Der Staat bin ich
Der Tscheche Vít Jedlička hat auf dem Balkan die Republik Liberland gegründet. Etwa 300.000 Menschen haben sich bereits um die Staatsbürgerschaft beworben
29. 4. 2015 - Text: Katharina WiegmannText: Katharina Wiegmann; Foto: Jan Husák
Was ist eigentlich ein Staat? Bestimmt er sich über eine gemeinsame Geschichte? Über Sprache, Kultur oder schlicht die Landschaft? Dass diese Definitionsversuche nicht belastbar sind, zeigen viele Beispiele – von Jugoslawien bis zum Habsburger Reich, in dem auf 676.000 Quadratkilometern zehn Sprachen gesprochen wurden. In der Praxis bewährt hat sich das Verständnis des Soziologen Max Weber. Er sieht den Staat vor allem als ein „Herrschaftsverhältnis von Menschen über Menschen“: Wichtig ist, dass die Bürger die geltenden Regeln als sinnvoll und gerecht akzeptieren.
================
◆ AUFGABE A
Beantworte anhand des Textausschnitts über Liberland diese Fragen:
(i) Wer hat die Republik Liberland gegründet?
(ii) Wie viele Menschen haben sich bereits um die Staatsbürgerschaft beworben?
(iii) Wie viele Sprachen wurden im Habsburger Reich gesprochen?
◆ AUFGABE B
Führe den Textausschnitt über Liberland nach seinem letzten Satz weiter.
Die Zeilen sind eigenständiges Material und gehören nicht zum Textausschnitt.

◆ VORLIEGENDE ANGABEN
================
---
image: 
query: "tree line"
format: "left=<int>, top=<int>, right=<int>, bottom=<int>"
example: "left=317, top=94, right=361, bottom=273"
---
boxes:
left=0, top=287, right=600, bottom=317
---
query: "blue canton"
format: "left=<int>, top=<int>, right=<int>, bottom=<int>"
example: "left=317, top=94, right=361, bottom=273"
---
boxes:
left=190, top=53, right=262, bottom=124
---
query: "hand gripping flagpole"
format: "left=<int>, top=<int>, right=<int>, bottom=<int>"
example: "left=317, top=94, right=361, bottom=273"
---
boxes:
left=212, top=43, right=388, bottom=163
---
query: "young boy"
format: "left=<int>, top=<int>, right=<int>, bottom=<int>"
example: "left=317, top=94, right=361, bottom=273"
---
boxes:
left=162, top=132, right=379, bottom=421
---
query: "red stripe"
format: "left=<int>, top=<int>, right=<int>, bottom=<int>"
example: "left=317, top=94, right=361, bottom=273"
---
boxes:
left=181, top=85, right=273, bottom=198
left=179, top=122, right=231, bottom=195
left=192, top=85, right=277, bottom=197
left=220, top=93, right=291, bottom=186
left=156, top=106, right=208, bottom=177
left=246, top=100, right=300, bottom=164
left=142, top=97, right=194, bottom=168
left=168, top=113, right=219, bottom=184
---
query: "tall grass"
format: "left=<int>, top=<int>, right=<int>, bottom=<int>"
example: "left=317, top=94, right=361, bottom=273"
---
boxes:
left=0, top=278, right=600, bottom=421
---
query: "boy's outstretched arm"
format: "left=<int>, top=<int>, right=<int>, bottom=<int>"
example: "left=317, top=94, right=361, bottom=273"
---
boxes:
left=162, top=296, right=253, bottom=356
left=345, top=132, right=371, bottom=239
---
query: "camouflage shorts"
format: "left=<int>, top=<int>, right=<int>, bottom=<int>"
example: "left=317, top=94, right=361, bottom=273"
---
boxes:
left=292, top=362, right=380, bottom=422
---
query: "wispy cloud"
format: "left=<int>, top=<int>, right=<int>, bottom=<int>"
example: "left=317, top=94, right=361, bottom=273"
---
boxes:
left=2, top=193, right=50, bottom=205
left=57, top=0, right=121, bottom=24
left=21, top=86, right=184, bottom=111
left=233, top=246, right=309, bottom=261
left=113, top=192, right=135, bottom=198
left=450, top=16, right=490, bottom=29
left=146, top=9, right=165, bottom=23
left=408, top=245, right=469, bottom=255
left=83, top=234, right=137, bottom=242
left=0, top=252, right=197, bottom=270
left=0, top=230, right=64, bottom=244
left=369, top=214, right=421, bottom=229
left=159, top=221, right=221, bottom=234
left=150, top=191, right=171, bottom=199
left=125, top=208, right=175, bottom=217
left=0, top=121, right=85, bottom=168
================
◆ LÖSUNG A
(i) Der Tscheche Vít Jedlička
(ii) Etwa 300.000 Menschen
(iii) Zehn Sprachen

◆ LÖSUNG B
Der Tscheche Vít Jedlička ist 31 Jahre alt und hat in der vergangenen Woche seinen eigenen Staat namens Liberland gegründet. Für ihn ist die Politik der tschechischen Regierung nicht legitim, ebenso wenig wie die anderer EU-Staaten. „Ich finde, ein Land sollte sich über gemeinsame Werte und Ansichten definieren“, beschreibt er sein eigenes Verständnis. „Ich glaube an einen äußerst beschränkten Staat und vor allem an das Recht auf Privateigentum und Selbstbestimmung über die eigenen Ausgaben.“ Steuern sollten seiner Ansicht nach freiwillig sein. Staatliche Bürokratien seien nicht besser darin, zu entscheiden, wofür Geld ausgegeben werden soll als der einzelne Bürger. Jedličkas idealer Staat zeichnet sich vor allem dadurch aus, dass er kaum vorhanden ist.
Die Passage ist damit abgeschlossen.